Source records
..............................

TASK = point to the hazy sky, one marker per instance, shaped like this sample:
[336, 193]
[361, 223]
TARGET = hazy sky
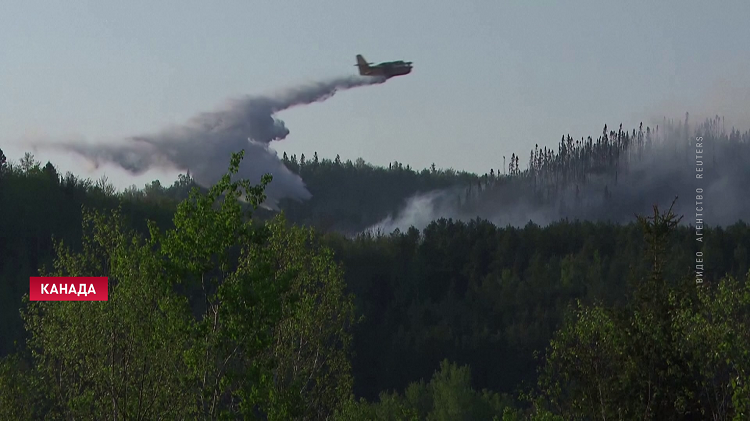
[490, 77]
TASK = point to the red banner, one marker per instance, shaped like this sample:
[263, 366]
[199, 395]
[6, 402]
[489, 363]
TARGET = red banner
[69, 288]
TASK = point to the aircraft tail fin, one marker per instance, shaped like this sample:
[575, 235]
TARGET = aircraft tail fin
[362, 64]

..............................

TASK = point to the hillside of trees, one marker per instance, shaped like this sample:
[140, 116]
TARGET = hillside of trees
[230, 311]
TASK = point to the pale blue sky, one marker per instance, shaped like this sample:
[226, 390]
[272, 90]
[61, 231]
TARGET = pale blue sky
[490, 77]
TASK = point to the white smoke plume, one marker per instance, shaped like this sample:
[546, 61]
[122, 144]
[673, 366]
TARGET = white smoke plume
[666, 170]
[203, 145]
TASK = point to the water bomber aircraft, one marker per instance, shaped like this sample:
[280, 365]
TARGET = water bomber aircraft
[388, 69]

..............................

_What you are asked to do_
Check each line above for the string "sample" and copy those that have it.

_Answer to this exercise_
TASK = point to the hazy sky, one marker per instance, shaped like this sample:
TASK = point to the red banner, one marker per instance, shaped like this sample:
TASK = point to the aircraft tail fin, one marker per instance, shaped like this sample:
TASK = point to the hillside of trees, one marker per instance, shaped like this sample:
TASK = point to the pale blue sky, one marker per instance, shaped like this sample:
TASK = point to the white smoke plume, one marker per instance, shaped like this sample:
TASK = point to the water bomber aircraft, one marker per instance, shaped like this sample:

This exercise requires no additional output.